* [What to do]:
1: From the article on AI progress, list the kinds of "messy" tasks that LLMs still struggle with.
2: Reproduce a passage from the article on AI progress verbatim: begin at the words "That level of" and stop after "Kinniment, as reported by Spectrum.".

* [Page text]:
+-------+

In a rush? Here are the quick facts:
- By 2030, LLMs may complete a month’s work in just hours.
- METR created a new benchmark called “task-completion time horizon.”
- Researchers warn progress may outpace our ability to control it.
A study by Model Evaluation & Threat Research (METR), a group based in Berkeley, California, found that LLM capabilities are doubling every seven months.
The group developed a way to measure this progress with a concept called the “task-completion time horizon,” which estimates how long a human would take to do something an AI can now handle with 50% reliability.
The researchers argued that by 2030, they estimate that the most advanced models could complete, with 50 percent reliability, software-based tasks that currently take humans a full month to finish.
That level of ability could have huge upsides and serious risks. The availability of LLMs with that kind of capability ‘‘would come with enormous stakes, both in terms of potential benefits and potential risks,” said AI researcher Zach Stein-Perlman, as reported by Spectrum.
However, the researchers note that LLMs still struggle with “messy” tasks, such as jobs that are open-ended, poorly defined, or similar to real-world challenges.
“Even if it were the case that we had very, very clever AIs, this pace of progress could still end up bottlenecked on things like hardware and robotics,” said METR researcher Megan Kinniment, as reported by Spectrum.
She also warned about the risks of rapid acceleration: “You could get acceleration that is quite intense and does make things meaningfully more difficult to control.”

+-------+

* [Excerpted data]:
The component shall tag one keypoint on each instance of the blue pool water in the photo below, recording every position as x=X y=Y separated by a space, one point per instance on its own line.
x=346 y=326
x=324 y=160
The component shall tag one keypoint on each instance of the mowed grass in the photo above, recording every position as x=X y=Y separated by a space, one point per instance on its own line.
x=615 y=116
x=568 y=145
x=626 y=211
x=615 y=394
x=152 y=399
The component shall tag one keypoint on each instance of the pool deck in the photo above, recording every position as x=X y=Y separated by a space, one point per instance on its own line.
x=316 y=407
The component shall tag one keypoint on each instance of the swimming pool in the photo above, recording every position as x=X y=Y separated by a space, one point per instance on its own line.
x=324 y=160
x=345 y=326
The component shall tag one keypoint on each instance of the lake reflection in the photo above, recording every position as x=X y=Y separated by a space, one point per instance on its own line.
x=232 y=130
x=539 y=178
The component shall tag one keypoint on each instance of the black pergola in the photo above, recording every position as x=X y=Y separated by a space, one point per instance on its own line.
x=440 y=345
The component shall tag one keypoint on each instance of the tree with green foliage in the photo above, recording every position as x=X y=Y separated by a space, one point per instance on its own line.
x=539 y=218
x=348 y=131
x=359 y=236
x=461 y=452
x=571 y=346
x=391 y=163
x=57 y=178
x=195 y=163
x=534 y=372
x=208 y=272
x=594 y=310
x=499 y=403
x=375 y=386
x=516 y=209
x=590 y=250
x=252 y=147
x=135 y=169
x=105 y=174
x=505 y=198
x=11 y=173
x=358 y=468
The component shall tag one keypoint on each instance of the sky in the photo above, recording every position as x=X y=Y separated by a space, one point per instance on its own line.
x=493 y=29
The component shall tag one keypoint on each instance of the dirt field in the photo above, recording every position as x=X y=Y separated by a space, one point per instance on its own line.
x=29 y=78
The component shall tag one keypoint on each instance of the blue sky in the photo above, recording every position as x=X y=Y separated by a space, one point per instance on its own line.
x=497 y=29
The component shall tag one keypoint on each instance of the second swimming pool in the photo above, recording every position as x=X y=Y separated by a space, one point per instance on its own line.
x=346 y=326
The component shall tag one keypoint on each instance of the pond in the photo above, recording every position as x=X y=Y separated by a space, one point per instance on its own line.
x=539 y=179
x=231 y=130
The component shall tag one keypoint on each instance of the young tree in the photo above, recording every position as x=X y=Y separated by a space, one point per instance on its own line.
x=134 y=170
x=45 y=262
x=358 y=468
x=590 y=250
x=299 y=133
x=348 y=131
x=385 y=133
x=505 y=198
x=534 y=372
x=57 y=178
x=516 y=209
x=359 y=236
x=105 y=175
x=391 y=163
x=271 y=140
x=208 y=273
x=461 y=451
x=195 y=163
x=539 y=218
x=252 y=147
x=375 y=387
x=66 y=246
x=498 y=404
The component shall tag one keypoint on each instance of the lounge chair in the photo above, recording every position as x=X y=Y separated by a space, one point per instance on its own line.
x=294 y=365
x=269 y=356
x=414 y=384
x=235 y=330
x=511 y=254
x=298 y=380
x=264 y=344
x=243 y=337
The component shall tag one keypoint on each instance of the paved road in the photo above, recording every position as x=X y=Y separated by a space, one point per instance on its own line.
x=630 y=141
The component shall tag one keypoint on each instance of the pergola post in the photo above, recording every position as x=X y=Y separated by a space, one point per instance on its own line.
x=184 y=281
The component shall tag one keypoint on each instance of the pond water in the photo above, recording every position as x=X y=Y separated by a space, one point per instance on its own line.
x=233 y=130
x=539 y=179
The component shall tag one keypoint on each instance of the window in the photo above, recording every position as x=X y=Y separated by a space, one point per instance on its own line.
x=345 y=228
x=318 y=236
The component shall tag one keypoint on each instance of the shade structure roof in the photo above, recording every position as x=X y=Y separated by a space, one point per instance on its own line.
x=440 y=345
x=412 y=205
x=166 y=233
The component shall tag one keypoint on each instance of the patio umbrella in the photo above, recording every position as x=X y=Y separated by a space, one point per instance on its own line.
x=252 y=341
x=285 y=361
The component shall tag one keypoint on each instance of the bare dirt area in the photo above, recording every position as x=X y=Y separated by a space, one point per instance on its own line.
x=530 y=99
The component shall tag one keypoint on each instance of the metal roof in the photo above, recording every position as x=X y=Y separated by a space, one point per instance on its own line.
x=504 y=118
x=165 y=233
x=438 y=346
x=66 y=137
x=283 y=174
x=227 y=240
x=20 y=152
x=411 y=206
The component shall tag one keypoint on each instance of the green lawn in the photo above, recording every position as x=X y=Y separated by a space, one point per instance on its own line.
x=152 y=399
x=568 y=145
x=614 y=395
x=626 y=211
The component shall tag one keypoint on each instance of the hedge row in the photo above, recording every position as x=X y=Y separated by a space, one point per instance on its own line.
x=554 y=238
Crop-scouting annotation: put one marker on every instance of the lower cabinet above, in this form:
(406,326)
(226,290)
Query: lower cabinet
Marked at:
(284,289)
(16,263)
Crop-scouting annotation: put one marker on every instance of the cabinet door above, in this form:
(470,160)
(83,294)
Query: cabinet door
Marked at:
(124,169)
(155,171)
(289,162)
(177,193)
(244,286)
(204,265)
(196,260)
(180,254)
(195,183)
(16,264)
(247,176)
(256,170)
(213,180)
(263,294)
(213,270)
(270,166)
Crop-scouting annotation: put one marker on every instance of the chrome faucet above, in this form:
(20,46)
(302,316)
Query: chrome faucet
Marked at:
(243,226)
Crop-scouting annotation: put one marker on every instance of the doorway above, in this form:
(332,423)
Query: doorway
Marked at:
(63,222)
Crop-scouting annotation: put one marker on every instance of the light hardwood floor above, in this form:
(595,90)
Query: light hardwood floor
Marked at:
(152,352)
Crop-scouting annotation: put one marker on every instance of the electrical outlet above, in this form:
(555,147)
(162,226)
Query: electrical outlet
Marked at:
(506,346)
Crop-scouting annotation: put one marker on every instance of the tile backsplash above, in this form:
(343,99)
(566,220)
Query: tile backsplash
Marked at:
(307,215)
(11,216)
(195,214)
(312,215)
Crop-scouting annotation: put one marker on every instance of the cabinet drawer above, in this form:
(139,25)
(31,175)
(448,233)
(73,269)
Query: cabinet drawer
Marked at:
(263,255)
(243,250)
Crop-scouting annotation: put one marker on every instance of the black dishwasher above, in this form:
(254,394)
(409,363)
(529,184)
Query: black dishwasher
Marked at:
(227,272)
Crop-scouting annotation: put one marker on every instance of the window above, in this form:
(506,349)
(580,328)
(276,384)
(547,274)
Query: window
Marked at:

+-------+

* [Answers provided]:
1:
- jobs that are open-ended
- jobs that are poorly defined
- jobs that are similar to real-world challenges

2:
That level of ability could have huge upsides and serious risks. The availability of LLMs with that kind of capability ‘‘would come with enormous stakes, both in terms of potential benefits and potential risks,” said AI researcher Zach Stein-Perlman, as reported by Spectrum.
However, the researchers note that LLMs still struggle with “messy” tasks, such as jobs that are open-ended, poorly defined, or similar to real-world challenges.
“Even if it were the case that we had very, very clever AIs, this pace of progress could still end up bottlenecked on things like hardware and robotics,” said METR researcher Megan Kinniment, as reported by Spectrum.